What you should do:
How many lines in the entries below contain the string "light"? Reply with the number alone.

[Entries for pointing at named objects]
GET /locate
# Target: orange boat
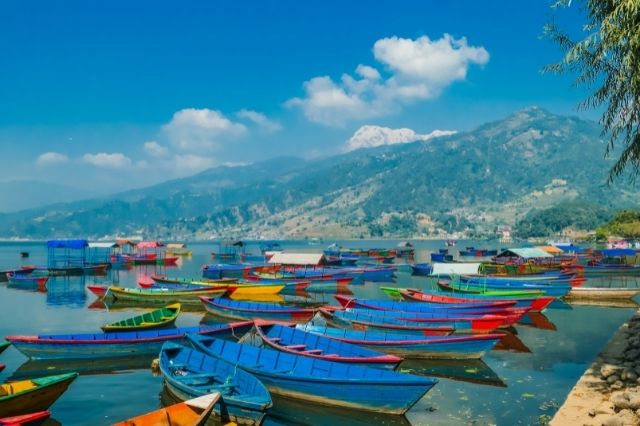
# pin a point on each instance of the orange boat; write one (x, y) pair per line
(194, 412)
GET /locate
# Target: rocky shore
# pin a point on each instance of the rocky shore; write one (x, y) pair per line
(608, 393)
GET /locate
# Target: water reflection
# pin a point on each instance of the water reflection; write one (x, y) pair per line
(470, 370)
(537, 320)
(37, 368)
(511, 342)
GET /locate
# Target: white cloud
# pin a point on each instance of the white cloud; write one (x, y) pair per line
(49, 158)
(261, 120)
(115, 160)
(154, 149)
(197, 129)
(191, 163)
(418, 70)
(372, 136)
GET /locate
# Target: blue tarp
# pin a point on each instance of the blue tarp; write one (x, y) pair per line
(618, 252)
(69, 244)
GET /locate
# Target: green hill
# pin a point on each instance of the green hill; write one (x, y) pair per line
(473, 181)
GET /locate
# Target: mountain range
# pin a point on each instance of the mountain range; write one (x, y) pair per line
(467, 182)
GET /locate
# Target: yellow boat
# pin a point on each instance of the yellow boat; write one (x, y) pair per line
(27, 396)
(194, 412)
(157, 318)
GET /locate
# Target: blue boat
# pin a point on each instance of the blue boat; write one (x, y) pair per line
(233, 309)
(222, 270)
(320, 381)
(559, 289)
(295, 341)
(189, 373)
(422, 269)
(113, 345)
(410, 345)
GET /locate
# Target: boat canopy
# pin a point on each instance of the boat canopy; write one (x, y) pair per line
(281, 258)
(553, 250)
(67, 244)
(470, 268)
(618, 252)
(121, 243)
(524, 253)
(149, 244)
(104, 245)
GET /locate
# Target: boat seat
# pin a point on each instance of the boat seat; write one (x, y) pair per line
(295, 346)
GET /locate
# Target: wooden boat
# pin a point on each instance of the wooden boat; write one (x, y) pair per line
(535, 304)
(178, 250)
(113, 345)
(451, 287)
(232, 287)
(608, 293)
(411, 345)
(319, 381)
(31, 419)
(26, 396)
(27, 280)
(366, 322)
(189, 373)
(458, 309)
(250, 310)
(161, 295)
(158, 318)
(193, 412)
(296, 341)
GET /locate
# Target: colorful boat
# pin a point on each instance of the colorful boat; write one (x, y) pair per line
(26, 396)
(161, 295)
(295, 341)
(410, 345)
(458, 309)
(250, 310)
(535, 304)
(32, 419)
(114, 345)
(354, 321)
(193, 412)
(27, 280)
(158, 318)
(319, 381)
(189, 373)
(461, 322)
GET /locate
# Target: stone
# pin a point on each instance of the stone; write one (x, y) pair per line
(612, 379)
(620, 401)
(609, 370)
(632, 354)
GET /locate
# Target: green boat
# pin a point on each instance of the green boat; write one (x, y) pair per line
(157, 318)
(163, 296)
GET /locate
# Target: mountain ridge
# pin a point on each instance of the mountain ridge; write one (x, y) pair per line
(468, 182)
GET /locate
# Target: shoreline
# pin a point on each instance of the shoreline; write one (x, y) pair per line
(608, 393)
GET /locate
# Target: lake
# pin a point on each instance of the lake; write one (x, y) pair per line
(521, 385)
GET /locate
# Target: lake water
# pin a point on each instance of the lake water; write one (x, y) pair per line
(521, 385)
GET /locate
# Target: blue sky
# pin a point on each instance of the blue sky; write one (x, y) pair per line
(116, 95)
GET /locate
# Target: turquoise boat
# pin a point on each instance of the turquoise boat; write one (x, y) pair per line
(319, 381)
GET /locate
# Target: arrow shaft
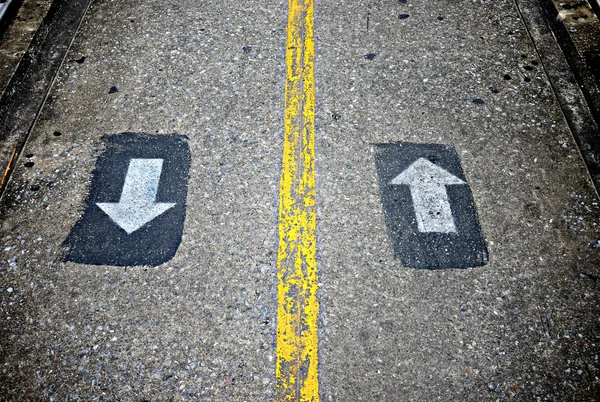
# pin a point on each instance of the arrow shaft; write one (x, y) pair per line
(141, 181)
(432, 208)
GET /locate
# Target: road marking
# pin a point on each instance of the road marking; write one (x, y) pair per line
(138, 205)
(427, 183)
(298, 307)
(428, 207)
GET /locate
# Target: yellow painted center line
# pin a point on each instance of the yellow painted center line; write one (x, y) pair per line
(298, 307)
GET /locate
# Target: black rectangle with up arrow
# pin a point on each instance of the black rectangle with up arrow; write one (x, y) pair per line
(136, 206)
(429, 208)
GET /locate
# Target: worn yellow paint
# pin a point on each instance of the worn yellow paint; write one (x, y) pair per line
(298, 307)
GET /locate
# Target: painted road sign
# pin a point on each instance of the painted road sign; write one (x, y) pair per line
(136, 206)
(429, 208)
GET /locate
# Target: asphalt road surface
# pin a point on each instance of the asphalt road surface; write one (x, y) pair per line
(333, 200)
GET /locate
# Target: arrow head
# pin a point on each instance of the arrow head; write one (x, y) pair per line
(423, 172)
(132, 216)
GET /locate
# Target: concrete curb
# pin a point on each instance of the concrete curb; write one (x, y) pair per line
(33, 78)
(572, 82)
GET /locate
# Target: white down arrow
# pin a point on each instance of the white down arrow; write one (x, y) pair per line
(428, 183)
(138, 205)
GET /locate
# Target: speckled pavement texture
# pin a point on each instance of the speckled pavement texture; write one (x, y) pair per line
(202, 326)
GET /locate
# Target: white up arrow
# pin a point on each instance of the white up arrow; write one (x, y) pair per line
(138, 205)
(428, 183)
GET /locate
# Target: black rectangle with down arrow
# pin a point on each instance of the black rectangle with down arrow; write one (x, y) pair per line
(136, 206)
(429, 207)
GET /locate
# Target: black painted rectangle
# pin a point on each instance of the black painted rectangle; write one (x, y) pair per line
(428, 250)
(97, 239)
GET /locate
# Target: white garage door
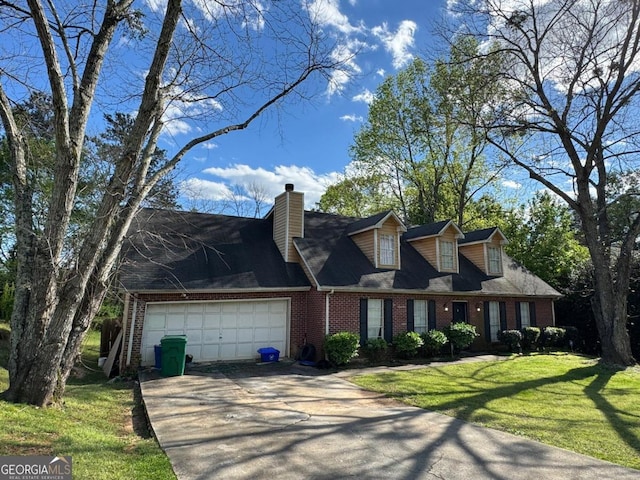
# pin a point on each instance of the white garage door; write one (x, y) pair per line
(217, 330)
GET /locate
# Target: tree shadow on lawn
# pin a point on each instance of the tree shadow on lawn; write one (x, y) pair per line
(467, 407)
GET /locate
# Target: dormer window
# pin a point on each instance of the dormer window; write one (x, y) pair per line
(447, 259)
(387, 250)
(495, 261)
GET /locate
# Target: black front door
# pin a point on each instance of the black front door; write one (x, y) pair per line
(460, 312)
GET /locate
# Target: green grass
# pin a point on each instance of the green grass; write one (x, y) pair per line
(564, 400)
(95, 426)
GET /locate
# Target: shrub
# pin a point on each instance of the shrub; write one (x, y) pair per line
(572, 339)
(433, 340)
(530, 337)
(460, 335)
(341, 347)
(375, 349)
(552, 337)
(512, 339)
(406, 344)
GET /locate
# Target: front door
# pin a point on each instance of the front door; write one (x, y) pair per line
(459, 312)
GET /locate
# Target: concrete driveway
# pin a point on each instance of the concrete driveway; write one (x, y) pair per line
(284, 421)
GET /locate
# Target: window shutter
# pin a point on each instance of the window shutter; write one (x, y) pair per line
(388, 319)
(532, 314)
(431, 315)
(363, 320)
(487, 323)
(503, 316)
(410, 318)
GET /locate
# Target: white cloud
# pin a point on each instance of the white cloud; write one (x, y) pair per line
(156, 5)
(326, 13)
(304, 178)
(398, 43)
(365, 96)
(351, 118)
(344, 53)
(511, 184)
(197, 188)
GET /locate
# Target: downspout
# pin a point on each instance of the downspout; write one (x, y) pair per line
(133, 326)
(326, 311)
(125, 315)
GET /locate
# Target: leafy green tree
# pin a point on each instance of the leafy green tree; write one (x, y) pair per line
(357, 196)
(420, 147)
(543, 237)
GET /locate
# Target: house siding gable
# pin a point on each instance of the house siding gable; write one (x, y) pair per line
(427, 248)
(366, 242)
(390, 227)
(476, 254)
(449, 235)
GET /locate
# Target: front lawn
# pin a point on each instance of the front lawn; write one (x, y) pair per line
(99, 426)
(564, 400)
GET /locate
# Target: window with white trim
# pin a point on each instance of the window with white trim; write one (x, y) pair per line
(375, 318)
(420, 316)
(495, 261)
(525, 319)
(387, 250)
(446, 255)
(494, 320)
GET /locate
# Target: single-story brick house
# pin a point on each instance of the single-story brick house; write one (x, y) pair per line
(234, 285)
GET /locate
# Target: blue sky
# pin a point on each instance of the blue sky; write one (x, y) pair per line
(308, 143)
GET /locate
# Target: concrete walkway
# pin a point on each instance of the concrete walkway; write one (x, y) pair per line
(285, 421)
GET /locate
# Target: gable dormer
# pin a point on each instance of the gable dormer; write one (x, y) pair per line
(378, 237)
(484, 249)
(438, 244)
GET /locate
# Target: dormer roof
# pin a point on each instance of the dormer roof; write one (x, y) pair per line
(485, 235)
(431, 230)
(375, 221)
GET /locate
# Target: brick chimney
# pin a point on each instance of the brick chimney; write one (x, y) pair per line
(288, 221)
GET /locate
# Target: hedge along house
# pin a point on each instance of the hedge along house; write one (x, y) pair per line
(234, 285)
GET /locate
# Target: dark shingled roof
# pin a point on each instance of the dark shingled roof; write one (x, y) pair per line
(168, 250)
(336, 261)
(425, 230)
(364, 223)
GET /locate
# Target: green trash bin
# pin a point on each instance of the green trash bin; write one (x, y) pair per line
(174, 349)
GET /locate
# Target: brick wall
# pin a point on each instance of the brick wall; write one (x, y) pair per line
(298, 316)
(344, 312)
(307, 322)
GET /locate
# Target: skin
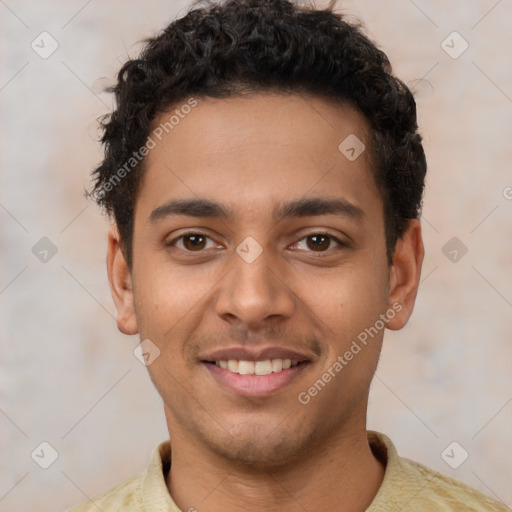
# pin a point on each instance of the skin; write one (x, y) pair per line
(249, 154)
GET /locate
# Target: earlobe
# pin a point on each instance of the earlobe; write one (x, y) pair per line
(120, 280)
(404, 276)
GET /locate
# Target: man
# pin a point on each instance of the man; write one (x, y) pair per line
(264, 173)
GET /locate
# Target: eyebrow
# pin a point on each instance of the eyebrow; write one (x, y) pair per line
(304, 207)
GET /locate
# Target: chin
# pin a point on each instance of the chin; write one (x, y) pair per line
(258, 448)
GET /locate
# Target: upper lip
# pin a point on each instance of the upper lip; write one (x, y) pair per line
(254, 354)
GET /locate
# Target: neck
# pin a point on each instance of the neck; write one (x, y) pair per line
(342, 474)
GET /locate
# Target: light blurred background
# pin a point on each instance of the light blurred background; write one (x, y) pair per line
(70, 379)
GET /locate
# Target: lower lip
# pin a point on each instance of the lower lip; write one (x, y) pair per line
(255, 385)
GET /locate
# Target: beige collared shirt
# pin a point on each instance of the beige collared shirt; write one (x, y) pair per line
(407, 487)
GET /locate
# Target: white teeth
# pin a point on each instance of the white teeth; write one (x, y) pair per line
(246, 367)
(265, 367)
(277, 365)
(233, 365)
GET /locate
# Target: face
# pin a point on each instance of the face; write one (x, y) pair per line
(259, 259)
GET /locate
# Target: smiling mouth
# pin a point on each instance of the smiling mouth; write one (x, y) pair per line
(265, 367)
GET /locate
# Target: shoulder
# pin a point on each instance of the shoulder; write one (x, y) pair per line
(123, 497)
(449, 493)
(411, 486)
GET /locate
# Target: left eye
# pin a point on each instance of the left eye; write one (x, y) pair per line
(319, 242)
(192, 242)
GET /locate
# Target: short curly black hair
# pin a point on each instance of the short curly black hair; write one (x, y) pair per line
(227, 48)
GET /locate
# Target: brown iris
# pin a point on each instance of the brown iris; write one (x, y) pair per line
(320, 242)
(194, 242)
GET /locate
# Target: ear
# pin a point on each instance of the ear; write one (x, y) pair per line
(120, 280)
(404, 276)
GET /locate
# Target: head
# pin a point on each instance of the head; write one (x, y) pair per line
(264, 174)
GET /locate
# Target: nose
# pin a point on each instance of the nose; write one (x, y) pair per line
(255, 291)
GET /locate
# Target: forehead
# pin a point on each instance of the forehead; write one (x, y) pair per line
(250, 152)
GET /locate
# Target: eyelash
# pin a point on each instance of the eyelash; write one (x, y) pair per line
(316, 233)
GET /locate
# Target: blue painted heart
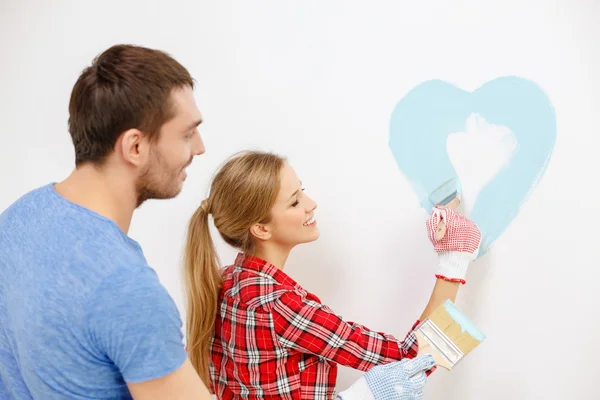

Completed exercise:
2